* **Task description**: Rewrite the records as a JSON list of strings, from the first line up to and including the line that contains "M 164 234 L". Make each line its own string, and leave out any blank lines.

* **Segmentation labeling records**:
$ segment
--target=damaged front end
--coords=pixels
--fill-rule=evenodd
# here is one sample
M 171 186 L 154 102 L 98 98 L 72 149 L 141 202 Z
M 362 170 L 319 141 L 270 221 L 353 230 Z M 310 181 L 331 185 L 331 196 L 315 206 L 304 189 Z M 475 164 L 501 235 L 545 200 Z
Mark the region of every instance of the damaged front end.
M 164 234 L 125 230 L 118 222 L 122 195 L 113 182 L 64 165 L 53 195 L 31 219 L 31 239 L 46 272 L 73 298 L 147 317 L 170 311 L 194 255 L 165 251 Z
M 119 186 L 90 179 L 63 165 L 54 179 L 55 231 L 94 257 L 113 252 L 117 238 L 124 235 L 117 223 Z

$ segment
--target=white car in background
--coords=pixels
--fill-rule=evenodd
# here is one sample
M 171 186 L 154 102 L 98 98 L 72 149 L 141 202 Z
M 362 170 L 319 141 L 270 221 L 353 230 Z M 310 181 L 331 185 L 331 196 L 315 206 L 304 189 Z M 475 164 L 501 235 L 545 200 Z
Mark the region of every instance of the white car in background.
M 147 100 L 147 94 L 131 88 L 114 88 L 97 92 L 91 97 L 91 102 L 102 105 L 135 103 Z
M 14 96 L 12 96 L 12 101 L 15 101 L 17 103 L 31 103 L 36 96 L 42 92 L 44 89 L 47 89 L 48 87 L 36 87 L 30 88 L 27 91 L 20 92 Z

* **Written solution**:
[
  "$ segment",
  "--target=damaged front end",
  "--coords=pixels",
  "--fill-rule=evenodd",
  "# here is one sample",
  "M 171 186 L 154 102 L 98 98 L 72 149 L 141 202 Z",
  "M 362 170 L 319 141 L 270 221 L 353 230 Z M 310 181 L 331 185 L 331 196 L 315 206 L 304 189 Z M 475 164 L 501 235 L 545 200 Z",
  "Mark the region of every instance of the damaged front end.",
  "M 164 234 L 125 230 L 118 222 L 122 195 L 113 182 L 64 165 L 53 195 L 31 219 L 31 239 L 46 272 L 73 298 L 147 317 L 170 311 L 194 255 L 165 251 Z"
]